> [Exercise aim] Please set down exactly the lines of the listing below from the line containing "Query: pampas grass plant" through the line containing "like (1199, 659).", both lines included, leaving out all other lines.

> [Records provided]
****************************************
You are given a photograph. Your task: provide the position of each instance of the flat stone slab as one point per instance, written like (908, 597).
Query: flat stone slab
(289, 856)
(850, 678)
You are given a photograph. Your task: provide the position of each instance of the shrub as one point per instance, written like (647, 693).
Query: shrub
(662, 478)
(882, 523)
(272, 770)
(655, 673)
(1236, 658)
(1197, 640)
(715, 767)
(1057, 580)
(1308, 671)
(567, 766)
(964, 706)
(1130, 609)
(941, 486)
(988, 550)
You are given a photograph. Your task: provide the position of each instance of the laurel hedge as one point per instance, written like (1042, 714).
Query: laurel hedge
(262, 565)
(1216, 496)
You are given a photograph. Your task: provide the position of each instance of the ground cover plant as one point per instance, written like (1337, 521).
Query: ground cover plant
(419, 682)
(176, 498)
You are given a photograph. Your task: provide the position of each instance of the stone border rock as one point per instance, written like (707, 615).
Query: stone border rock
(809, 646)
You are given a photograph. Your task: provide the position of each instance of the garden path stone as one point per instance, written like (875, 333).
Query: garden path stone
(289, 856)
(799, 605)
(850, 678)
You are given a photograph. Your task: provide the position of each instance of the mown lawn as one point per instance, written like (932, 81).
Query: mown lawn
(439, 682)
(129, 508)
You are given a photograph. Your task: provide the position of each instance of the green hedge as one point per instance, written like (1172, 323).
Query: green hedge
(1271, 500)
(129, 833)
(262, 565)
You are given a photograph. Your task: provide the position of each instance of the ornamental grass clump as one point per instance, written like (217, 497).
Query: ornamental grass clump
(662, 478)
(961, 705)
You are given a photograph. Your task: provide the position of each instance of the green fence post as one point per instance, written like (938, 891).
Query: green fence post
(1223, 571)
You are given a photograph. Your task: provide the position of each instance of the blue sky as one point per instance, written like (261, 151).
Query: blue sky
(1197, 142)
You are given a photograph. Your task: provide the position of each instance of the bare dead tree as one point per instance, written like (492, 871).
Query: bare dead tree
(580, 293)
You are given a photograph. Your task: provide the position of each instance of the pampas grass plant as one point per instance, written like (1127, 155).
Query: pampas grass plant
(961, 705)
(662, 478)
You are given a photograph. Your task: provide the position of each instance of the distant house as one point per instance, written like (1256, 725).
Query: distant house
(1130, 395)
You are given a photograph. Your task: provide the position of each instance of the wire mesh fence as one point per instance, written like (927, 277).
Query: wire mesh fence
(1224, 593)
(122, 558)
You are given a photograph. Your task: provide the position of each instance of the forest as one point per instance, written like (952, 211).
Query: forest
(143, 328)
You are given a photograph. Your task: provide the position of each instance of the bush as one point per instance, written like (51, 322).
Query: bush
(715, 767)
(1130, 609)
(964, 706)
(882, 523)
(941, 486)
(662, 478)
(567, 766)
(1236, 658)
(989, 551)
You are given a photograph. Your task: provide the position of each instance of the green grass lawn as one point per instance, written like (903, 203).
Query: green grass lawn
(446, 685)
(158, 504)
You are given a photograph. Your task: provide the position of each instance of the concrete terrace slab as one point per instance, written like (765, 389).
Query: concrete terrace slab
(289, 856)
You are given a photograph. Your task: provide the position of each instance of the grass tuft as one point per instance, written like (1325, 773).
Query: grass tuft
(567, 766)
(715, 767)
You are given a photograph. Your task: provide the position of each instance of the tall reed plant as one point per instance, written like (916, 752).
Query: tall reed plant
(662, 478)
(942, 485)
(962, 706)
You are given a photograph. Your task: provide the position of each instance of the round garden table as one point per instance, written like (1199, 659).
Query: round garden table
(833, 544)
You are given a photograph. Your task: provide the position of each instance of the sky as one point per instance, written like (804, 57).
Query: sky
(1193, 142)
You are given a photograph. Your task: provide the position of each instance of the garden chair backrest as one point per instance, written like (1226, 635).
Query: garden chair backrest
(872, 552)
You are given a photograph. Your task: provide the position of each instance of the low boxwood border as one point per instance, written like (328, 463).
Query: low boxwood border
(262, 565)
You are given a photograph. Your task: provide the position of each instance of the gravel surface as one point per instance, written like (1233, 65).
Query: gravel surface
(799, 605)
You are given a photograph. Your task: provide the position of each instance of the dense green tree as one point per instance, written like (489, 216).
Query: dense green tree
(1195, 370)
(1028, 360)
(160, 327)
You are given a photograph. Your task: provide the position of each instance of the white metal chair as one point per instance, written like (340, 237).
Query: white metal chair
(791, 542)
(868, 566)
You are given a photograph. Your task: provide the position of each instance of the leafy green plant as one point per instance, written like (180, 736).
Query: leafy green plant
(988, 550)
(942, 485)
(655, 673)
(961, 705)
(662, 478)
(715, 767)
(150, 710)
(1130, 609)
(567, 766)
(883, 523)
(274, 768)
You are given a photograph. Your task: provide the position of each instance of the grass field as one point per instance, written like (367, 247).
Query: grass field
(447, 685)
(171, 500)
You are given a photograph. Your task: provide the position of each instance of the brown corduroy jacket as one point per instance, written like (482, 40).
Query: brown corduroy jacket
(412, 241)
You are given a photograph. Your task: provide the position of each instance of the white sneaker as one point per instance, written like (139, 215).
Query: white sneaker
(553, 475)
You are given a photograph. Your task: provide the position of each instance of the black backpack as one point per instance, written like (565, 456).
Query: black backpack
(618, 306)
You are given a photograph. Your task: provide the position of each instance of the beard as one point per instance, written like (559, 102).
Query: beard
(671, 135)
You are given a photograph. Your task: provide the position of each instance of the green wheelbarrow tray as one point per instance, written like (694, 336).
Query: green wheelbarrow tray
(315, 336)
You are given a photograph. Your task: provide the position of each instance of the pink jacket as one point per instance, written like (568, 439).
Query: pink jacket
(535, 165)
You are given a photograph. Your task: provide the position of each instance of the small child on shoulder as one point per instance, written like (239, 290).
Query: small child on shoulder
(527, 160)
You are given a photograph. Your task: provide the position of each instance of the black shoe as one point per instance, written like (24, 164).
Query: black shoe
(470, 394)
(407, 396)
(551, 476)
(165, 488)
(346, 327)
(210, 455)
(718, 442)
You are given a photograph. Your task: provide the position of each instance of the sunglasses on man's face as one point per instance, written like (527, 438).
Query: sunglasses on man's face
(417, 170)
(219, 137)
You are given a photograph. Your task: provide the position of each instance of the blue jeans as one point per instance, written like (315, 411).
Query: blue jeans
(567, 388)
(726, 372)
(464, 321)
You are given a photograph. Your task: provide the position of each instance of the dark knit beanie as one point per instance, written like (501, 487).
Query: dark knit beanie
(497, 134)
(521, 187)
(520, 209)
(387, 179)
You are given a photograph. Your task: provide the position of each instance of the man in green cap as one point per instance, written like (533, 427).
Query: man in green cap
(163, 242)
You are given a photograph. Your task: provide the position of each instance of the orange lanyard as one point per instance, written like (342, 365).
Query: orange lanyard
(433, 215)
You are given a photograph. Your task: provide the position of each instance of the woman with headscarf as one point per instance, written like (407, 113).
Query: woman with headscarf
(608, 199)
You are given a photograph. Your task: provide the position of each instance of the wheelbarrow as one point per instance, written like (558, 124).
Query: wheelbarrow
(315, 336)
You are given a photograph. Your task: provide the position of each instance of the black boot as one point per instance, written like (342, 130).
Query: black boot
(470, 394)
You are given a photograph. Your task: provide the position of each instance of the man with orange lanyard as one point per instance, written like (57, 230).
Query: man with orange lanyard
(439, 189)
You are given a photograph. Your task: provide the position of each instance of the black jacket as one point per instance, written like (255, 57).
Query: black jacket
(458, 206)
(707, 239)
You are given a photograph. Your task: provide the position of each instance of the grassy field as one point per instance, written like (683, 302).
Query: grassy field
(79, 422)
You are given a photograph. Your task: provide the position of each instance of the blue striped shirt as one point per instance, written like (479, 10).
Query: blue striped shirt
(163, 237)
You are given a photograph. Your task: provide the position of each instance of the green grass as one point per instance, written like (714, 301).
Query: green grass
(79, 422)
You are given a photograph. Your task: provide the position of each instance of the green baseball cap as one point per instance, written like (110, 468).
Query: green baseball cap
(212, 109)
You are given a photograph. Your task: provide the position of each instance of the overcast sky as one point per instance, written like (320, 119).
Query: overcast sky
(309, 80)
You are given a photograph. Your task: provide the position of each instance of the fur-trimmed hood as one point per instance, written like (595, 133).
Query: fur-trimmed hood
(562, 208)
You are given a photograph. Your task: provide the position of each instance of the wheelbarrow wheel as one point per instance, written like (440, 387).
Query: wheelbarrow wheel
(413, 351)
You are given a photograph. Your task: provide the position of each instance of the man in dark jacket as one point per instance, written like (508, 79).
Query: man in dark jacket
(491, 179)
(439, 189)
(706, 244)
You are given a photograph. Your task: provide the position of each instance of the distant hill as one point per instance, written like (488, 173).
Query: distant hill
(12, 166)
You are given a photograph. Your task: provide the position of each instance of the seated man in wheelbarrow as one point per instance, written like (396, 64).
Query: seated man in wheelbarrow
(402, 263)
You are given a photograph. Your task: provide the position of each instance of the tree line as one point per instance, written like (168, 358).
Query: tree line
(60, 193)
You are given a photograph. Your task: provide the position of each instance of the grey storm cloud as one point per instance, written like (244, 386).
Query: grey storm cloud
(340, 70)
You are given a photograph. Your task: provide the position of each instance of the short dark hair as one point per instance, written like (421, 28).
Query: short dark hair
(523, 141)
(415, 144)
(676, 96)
****************************************
> [Solution for this task]
Query: pampas grass plant
(961, 705)
(662, 478)
You are given a photograph. Your task: provide the position of each instance of the distant house as one point per instance, written like (1256, 725).
Query: distant house
(1130, 395)
You are given a photograph. Your task: provide the position of each instance of the wire mesh fence as one point per instance, written like (927, 277).
Query: wire mesh fence
(1224, 593)
(122, 558)
You are given a photograph. Your task: provide the position of each instance of the forest as one point per instance, written like (952, 211).
Query: forest
(143, 328)
You are given a photograph. Your task: provide the position of each instance of the bush as one point per instance, written like (51, 322).
Query: bush
(715, 767)
(1130, 609)
(964, 706)
(882, 523)
(941, 486)
(662, 478)
(567, 766)
(1236, 658)
(989, 551)
You are given a photograph. Your task: provide the position of each instance of the green grass lawn as one point per instance, written like (903, 203).
Query: green grass lawn
(446, 685)
(158, 504)
You are given a photograph. Your task: provide the position of each instance of the concrete terrace slab as one point per instance, written like (765, 389).
Query: concrete terrace slab
(289, 856)
You are given a photograph. Your task: provide the position of each instance of the grass tuft as one point per instance, written like (1325, 773).
Query: grass tuft
(567, 766)
(715, 767)
You are given a photograph. Your task: provide the position of each instance of the tall reed plant as one point per instance, written like (916, 752).
Query: tall reed plant
(662, 478)
(942, 485)
(962, 706)
You are given a photograph. Your task: provide the position of each instance of the round garden table as one point per instance, written like (1199, 659).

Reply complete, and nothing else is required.